> _WHAT IS ASKED_: Change every occurrence of "bounding box" in the items below to "enclosing rectangle" and leave everything else as it stands. Omit the pictures from your answer.

> _DATA FOR PROCESSING_:

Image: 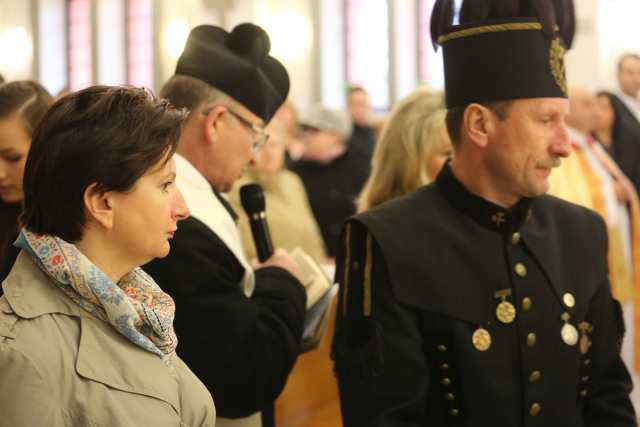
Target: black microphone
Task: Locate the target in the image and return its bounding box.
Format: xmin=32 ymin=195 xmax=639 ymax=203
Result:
xmin=240 ymin=184 xmax=273 ymax=262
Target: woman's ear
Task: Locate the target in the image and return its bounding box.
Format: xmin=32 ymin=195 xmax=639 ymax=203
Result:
xmin=462 ymin=104 xmax=494 ymax=147
xmin=83 ymin=183 xmax=114 ymax=230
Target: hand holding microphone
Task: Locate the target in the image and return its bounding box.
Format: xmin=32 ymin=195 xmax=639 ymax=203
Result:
xmin=240 ymin=184 xmax=298 ymax=278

> _TASK RESULT_:
Image: 
Target: black microphone
Task: Locate the target in the image and return its enclosing rectangle.
Format: xmin=32 ymin=195 xmax=639 ymax=203
Result:
xmin=240 ymin=184 xmax=273 ymax=262
Target: woman's ear
Task: Locate the target in the image and return its enclosing rectangle.
Format: xmin=32 ymin=195 xmax=639 ymax=203
Result:
xmin=462 ymin=104 xmax=494 ymax=147
xmin=83 ymin=183 xmax=114 ymax=230
Target: hand holding microphone
Task: Locate the target in the image and return its enclosing rectangle.
Format: xmin=32 ymin=195 xmax=639 ymax=203
Result:
xmin=240 ymin=184 xmax=298 ymax=278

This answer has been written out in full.